[Start of Attachment]
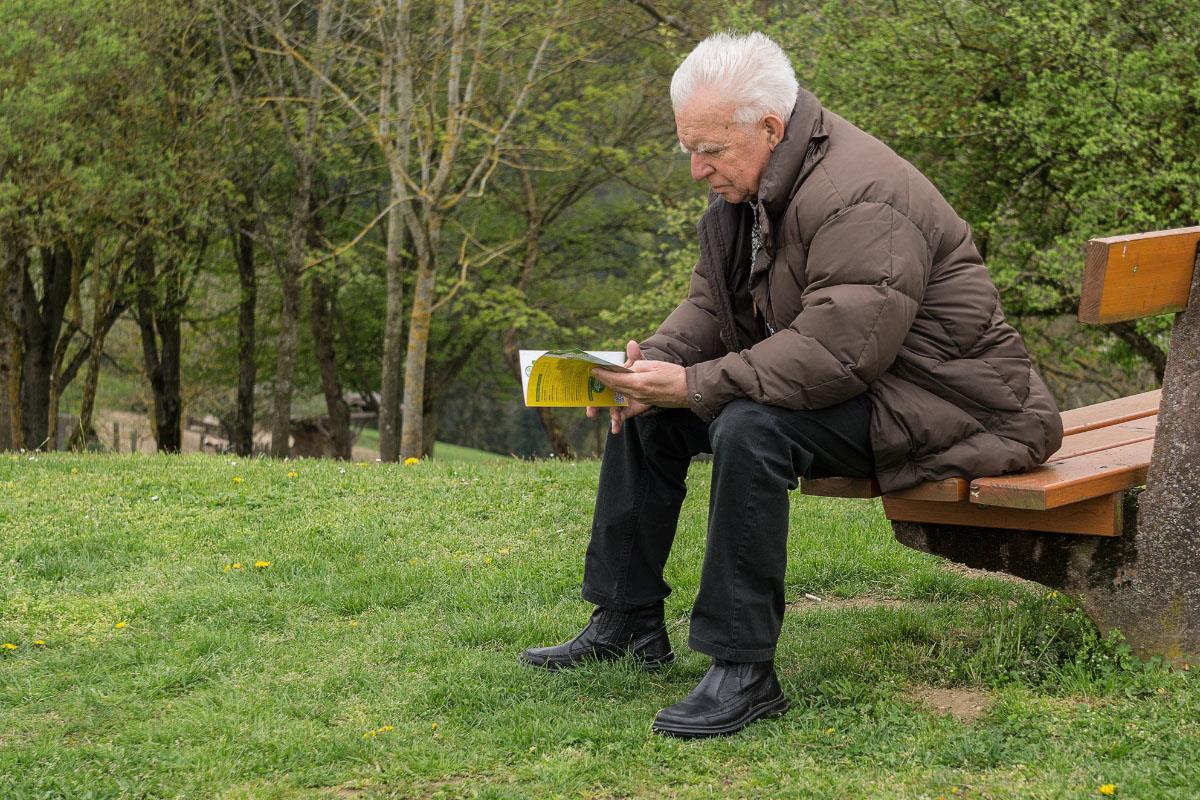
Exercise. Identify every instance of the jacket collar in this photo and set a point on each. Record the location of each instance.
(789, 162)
[End of Attachment]
[Start of Attachment]
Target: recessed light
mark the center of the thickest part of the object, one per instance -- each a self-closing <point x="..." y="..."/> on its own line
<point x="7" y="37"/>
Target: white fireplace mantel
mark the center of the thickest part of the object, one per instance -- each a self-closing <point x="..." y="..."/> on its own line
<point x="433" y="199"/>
[End of Attachment]
[Start of Attachment]
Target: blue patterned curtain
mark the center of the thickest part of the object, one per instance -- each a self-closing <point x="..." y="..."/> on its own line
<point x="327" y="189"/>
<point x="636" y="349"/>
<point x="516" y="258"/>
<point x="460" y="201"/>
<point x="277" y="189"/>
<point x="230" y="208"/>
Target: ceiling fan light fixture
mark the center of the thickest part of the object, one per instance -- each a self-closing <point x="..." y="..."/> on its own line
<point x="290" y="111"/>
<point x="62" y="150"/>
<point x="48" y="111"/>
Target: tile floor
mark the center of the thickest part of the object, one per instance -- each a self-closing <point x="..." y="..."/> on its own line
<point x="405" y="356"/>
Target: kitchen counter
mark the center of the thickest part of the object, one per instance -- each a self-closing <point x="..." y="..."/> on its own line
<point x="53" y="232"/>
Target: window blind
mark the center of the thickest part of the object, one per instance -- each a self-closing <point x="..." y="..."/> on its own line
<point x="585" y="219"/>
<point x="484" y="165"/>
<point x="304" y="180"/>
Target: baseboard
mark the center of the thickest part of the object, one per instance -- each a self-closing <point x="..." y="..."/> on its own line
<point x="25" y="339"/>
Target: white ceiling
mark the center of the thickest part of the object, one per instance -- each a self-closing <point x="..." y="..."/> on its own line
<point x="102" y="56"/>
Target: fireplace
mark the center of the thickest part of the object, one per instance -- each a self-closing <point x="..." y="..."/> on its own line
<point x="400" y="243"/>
[End of Attachment]
YOUR TASK
Scan the entries above for the string "white" and copy each line that contains it.

SOLUTION
Target: white fireplace mantel
Target: white ceiling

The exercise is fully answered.